Chatt (cata edulis) is Ethiopia’s fourth biggest export (after coffee, leather and oil seeds) and one that is growing every year. The traditional narcotic is exported mainly to Somalia and Djibouti, but also to the United Kingdom (73 tons last year) and a recent article in The Times of London pointed out that the consumption of chatt was becoming a concern among the youth of… Birmingham.

Closer to home, the leader of the new sharia courts in Somalia has been quoted as saying that he would ‘ban the leaf.’ But as Mohammed Seyid, a Somali shop owner in Addis Ababa told me, ‘that would be the end of them! Siad Barre – the leader of Somalia before the country’s descent into anarchy – tried the same. He quickly came back on that decision!’ ‘So, how about chewing a little, my friend? Nothing wrong in a few green leaves!’ Mohammed Seyid enjoined to me, with a grin on his face, showing me the green wares that hung from the roof of his minuscule shop.

Chatt is a narcotic, with calming effects and it is widely believed to be a tool in the hands of politicians. As Abdi Mohammed – not his real name- a Djiboutian health professional told me, ‘the damn thing keeps everybody complacent; they talk, and then they talk some more. They chew, then they chew some more. They make revolutions in the afternoon, forget them in the evening, sleep fitfully and get up to wait for the next plane.’ Nothing wrong in a few green leaves?

The first time I chewed chatt was on the deck of a dhow bound for Tadjoura. We had left the port of Djibouti in the late afternoon, and as we sailed across the gulf, dolphins dove into the surf and the sun set on the high black mountains at the bottom of the Ghoubbet el Kharab. A fisherman kept pulling silver colored fish out of the water with nothing but a hook decorated with a piece of crimson rag and clouds hung in a sky as blue and motionless as a photographer’s studio background. The chatt leaves were reddish green, bitter and chewy. ‘The best from Harrar, especially for you,’ Ali Suleiman, had said on the market in Djibouti. But he would say that. He was selling the stuff, and chewing it too. He had an intent gaze and pumped his contraband cigarette for all it was worth, a big bump of chatt filling his cheek. As I gingerly sampled the tough little leaves, the Djibouti gulf became a great mouth that swallowed the half walnut of a boat whole, chewing on us and swirling us around before spitting the dhow out onto the shore of Tadjoura. I had seen the green eye of the typhoon for the first time. ‘Her Majesty,’ Ali had called the intoxicating leaf, without a trace of irony.

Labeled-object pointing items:
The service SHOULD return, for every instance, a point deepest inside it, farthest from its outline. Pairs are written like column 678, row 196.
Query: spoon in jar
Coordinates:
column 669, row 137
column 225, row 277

§ **WHAT THIS TASK INVOLVES**: Could you copy, word for word, the stretch of the chatt passage from "Closer to home, the" through "his minuscule shop."?

§ **SOLUTION BELOW**:
Closer to home, the leader of the new sharia courts in Somalia has been quoted as saying that he would ‘ban the leaf.’ But as Mohammed Seyid, a Somali shop owner in Addis Ababa told me, ‘that would be the end of them! Siad Barre – the leader of Somalia before the country’s descent into anarchy – tried the same. He quickly came back on that decision!’ ‘So, how about chewing a little, my friend? Nothing wrong in a few green leaves!’ Mohammed Seyid enjoined to me, with a grin on his face, showing me the green wares that hung from the roof of his minuscule shop.